Records for processing section start
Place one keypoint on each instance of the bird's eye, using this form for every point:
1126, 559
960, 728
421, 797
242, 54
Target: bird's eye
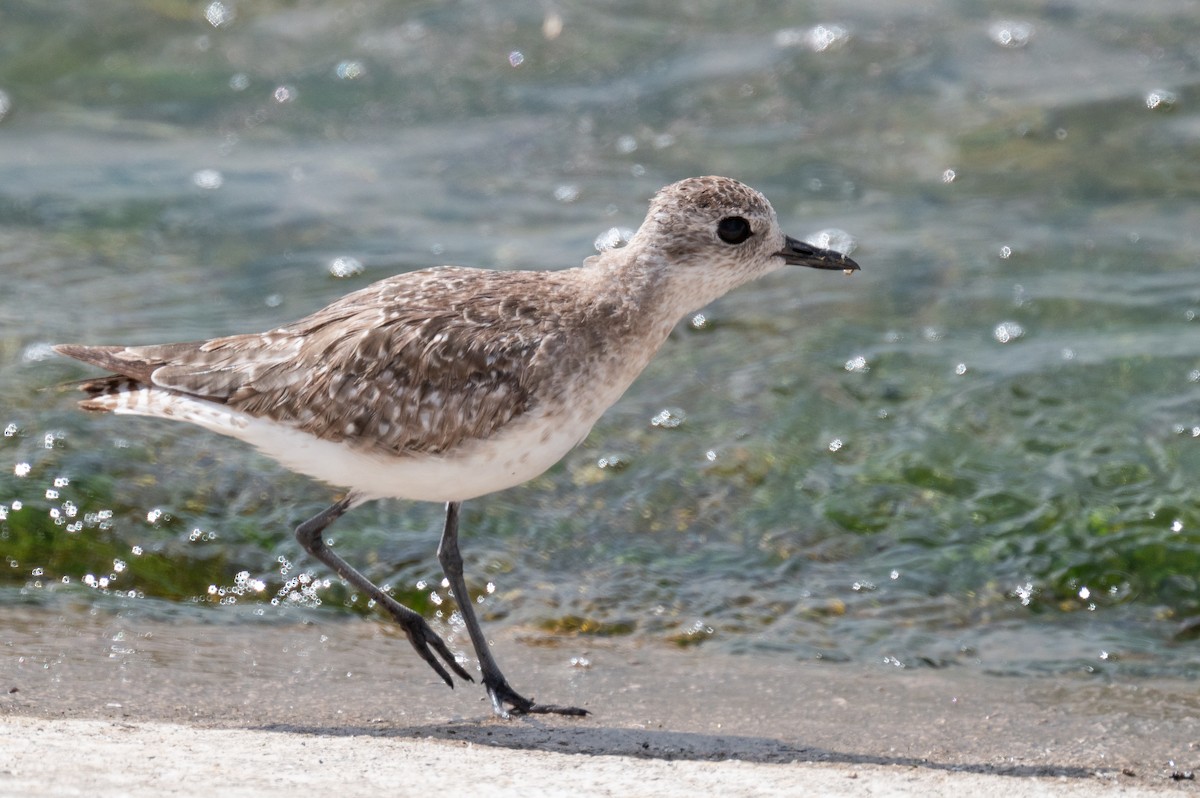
733, 229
Records for processing section end
Brief:
Send back the listing exactly as it stands. Do not include the pictures.

Result:
Place one keypoint on each instance of the bird's eye, using this form for every point:
1126, 559
960, 728
421, 797
242, 54
Target: bird's eye
733, 229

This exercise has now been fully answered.